Items from a data source
########################################
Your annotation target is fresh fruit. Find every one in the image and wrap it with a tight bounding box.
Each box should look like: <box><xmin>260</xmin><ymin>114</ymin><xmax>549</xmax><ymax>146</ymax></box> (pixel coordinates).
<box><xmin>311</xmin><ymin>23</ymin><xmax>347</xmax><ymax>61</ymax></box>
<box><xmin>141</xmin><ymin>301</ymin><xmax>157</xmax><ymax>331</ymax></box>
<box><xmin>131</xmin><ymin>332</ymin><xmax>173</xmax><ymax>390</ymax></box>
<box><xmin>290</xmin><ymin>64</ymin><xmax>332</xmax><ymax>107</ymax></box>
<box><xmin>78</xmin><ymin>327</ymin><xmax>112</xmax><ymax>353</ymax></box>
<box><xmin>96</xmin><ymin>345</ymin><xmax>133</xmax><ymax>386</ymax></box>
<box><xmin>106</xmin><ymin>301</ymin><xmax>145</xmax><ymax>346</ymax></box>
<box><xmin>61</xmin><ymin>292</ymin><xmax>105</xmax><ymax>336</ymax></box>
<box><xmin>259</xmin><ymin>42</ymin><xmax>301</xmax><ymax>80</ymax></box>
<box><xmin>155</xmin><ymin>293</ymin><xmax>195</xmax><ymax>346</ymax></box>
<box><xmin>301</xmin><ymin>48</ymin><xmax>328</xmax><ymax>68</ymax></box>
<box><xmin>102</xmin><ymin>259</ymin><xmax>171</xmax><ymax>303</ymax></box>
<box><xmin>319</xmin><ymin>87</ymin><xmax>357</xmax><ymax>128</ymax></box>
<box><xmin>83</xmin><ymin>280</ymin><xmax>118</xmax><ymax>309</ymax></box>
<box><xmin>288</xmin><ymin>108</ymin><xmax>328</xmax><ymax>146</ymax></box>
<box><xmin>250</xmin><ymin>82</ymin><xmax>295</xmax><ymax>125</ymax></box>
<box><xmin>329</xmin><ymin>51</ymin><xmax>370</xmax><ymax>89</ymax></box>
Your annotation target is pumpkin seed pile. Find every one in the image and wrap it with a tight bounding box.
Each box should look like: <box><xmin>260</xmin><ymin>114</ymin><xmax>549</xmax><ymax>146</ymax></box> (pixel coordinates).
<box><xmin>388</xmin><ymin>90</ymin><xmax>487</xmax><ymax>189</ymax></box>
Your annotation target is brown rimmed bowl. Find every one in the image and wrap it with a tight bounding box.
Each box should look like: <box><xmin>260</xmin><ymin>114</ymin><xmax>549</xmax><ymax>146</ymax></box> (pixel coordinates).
########################################
The problem
Check each line of the records for the word "tight" and extract those that contain it.

Written reply
Your annotation target is fresh fruit. Find every one in the image and wrap it with a tight bounding box.
Your annotation target is pumpkin seed pile. Find every one in the image and wrap it with a tight bounding box.
Your annotation target is brown rimmed bowl. Find every one in the image and wrap it with a tight bounding box.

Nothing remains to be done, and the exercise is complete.